Data for the task
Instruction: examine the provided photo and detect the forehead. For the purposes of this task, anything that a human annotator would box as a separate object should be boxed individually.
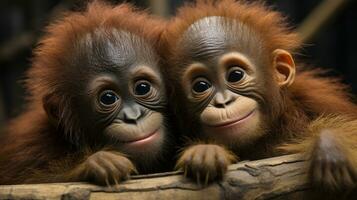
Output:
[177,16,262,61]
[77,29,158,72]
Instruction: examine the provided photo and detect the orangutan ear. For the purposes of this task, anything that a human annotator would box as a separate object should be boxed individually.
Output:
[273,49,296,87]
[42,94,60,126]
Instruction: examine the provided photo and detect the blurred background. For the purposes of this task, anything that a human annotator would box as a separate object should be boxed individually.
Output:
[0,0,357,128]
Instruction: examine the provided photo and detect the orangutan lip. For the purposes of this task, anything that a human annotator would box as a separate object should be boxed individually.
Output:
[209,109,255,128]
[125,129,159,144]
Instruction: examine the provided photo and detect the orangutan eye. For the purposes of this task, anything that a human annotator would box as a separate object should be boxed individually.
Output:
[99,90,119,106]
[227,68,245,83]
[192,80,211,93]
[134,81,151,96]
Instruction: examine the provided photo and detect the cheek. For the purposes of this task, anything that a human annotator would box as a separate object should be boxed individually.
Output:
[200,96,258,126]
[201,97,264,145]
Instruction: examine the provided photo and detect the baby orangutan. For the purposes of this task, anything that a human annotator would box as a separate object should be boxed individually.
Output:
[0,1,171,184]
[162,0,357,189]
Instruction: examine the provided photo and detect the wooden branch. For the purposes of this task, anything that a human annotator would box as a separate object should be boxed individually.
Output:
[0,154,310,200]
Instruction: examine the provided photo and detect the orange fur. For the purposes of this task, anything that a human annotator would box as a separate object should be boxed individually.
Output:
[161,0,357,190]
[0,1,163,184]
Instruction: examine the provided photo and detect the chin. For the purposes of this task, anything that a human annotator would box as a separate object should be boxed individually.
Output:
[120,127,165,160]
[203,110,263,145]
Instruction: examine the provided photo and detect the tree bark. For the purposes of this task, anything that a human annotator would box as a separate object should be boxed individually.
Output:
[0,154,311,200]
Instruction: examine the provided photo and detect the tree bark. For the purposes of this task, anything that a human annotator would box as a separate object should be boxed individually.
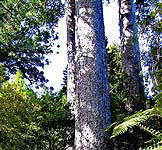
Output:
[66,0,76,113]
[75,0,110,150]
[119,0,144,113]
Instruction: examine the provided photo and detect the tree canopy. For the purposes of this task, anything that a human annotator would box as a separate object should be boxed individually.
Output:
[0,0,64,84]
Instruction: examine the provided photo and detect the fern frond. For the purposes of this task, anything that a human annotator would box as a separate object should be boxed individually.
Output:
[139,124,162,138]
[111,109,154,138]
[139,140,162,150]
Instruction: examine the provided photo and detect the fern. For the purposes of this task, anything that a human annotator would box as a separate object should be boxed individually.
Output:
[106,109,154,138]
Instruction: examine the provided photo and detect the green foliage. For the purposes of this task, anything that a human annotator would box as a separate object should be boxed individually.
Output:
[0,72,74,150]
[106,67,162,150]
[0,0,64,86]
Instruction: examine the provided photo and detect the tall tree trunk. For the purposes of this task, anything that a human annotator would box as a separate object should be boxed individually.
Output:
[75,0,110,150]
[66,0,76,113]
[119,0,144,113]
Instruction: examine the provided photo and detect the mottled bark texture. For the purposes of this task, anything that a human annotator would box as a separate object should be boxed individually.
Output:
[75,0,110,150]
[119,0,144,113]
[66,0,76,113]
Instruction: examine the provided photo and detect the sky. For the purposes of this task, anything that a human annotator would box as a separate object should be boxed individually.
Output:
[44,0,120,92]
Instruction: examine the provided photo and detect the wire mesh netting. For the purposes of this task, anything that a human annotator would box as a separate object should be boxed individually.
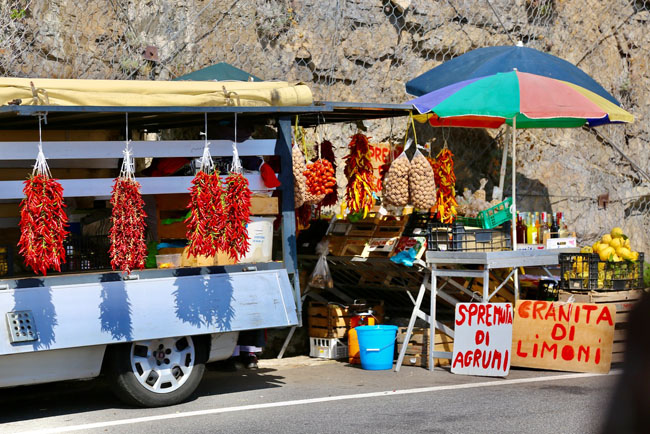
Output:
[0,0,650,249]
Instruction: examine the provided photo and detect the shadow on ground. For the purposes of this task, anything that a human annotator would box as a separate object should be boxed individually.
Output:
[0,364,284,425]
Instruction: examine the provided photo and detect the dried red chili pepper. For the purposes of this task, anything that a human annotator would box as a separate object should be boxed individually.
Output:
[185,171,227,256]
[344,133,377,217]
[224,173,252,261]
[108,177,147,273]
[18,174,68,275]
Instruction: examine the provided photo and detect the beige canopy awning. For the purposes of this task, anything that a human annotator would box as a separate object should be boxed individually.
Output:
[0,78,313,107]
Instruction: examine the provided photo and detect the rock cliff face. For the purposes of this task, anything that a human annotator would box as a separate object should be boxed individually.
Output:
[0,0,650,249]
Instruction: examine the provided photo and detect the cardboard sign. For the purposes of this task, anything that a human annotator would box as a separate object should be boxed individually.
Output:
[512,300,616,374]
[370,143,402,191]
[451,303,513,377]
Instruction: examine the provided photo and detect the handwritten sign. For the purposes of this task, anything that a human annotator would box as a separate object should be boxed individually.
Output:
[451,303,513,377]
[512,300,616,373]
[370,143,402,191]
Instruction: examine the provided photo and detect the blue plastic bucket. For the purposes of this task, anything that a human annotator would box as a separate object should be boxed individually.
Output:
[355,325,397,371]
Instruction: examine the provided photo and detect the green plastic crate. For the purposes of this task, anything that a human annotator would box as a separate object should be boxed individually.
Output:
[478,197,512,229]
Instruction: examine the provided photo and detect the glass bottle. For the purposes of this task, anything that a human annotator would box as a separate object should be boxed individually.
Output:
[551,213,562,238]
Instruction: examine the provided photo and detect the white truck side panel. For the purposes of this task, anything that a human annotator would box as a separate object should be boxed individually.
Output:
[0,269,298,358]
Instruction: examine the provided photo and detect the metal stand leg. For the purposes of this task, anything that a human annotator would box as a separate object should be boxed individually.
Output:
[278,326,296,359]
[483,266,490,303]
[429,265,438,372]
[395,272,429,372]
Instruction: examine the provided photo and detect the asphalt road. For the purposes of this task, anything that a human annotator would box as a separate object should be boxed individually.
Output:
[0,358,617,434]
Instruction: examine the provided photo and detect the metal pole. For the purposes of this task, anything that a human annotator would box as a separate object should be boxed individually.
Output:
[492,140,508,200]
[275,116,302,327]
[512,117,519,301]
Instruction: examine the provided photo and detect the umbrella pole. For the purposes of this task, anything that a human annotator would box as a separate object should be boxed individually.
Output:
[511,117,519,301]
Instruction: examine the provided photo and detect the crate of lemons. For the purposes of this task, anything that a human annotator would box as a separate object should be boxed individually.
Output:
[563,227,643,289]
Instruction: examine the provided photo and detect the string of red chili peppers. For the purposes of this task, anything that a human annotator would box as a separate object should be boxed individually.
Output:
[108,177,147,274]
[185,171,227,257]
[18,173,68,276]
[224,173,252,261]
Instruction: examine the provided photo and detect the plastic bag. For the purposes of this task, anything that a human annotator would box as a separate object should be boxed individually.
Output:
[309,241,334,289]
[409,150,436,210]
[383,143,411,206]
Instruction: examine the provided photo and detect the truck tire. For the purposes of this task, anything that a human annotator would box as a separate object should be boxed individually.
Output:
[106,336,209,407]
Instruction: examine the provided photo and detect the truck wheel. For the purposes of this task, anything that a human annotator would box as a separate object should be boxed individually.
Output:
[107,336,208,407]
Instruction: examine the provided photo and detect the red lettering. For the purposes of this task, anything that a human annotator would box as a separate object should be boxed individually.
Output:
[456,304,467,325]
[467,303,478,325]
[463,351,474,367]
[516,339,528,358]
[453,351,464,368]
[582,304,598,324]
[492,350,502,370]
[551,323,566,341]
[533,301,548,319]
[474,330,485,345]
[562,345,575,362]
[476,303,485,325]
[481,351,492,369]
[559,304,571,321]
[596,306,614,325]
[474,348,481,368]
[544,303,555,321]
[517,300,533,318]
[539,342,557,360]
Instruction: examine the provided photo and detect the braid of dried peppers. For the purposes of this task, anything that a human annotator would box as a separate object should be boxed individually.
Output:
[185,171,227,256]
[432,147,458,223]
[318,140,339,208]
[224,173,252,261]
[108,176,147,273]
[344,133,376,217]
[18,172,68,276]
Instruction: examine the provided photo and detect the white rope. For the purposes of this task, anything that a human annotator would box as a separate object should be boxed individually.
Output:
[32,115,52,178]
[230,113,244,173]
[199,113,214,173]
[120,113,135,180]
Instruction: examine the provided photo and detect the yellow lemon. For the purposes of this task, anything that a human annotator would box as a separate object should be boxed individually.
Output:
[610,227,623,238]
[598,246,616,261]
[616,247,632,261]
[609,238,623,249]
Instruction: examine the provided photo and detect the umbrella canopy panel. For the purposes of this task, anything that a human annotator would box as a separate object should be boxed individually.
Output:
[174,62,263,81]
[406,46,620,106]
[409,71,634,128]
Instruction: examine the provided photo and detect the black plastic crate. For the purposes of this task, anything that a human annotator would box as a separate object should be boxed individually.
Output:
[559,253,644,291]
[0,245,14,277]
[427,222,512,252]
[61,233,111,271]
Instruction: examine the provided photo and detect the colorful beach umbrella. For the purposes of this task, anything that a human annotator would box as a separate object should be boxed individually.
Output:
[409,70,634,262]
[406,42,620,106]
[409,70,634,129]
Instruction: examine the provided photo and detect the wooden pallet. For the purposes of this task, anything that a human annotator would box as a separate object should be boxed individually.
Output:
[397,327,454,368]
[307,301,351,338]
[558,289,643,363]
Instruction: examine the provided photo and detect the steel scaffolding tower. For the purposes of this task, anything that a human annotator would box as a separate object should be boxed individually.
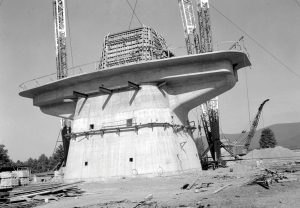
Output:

What you have to do
Rewrite the rows as a JSON list of strings, one string per line with blank lines omitted, starting at the line that contains "the green foliage." and ending at the line that contains "[0,78,313,107]", both included. Leave the picture lines out.

Solution
[
  "Instruction: examine the provided photo and detect the green foliage. For the purposes of this task, anything that a human annotator would box as a separate object should be boxed individually.",
  "Output:",
  "[0,72,74,150]",
  "[106,67,162,150]",
  "[0,0,64,86]",
  "Instruction: examine the provided photo and detect the tall tree trunk. For the purposes of this task, anything that a human annotator would box as a separate object should be boxed individually.",
  "Output:",
  "[75,0,110,150]",
  "[66,0,76,113]",
  "[119,0,144,113]",
  "Instruction: examine the provided photo and detect the mottled bark texture. For the purposes of this task, anything that a human annotator would box as a separate object should be boxed individually.",
  "Output:",
  "[75,0,110,150]",
  "[119,0,144,113]",
  "[66,0,76,113]",
  "Instruction: examine the provided photo and detect the sky. For the purposes of this task, anything that a human annotator would box as a separate object should be boxed individually.",
  "Output:",
  "[44,0,120,92]",
  "Instruction: examine the provided photo and detect the wire mesh netting. For the purposes of this task, anything that a human annotator would box as a separate object should be boxed individually.",
  "Output:",
  "[0,0,650,249]",
  "Instruction: examine the provided photo and detect the shadow on ground. For the purposes of this task, anything that a human annotator would box as a separate object should be boxed individually.",
  "Output:",
  "[0,364,284,425]",
  "Instruction: examine the provided photo and detect the dried red chili pepper. For the purposes of this task, anything that a human annotator would box as a separate object should be boxed individually.",
  "Output:",
  "[185,171,227,256]",
  "[344,133,377,217]",
  "[224,173,252,261]",
  "[108,177,147,273]",
  "[18,174,68,275]",
  "Instruction: examine the provided photo and detect the beige canopy awning. For the purposes of this task, anything that a human annotator would box as a separate object should be boxed individually.",
  "Output:",
  "[0,78,313,107]"
]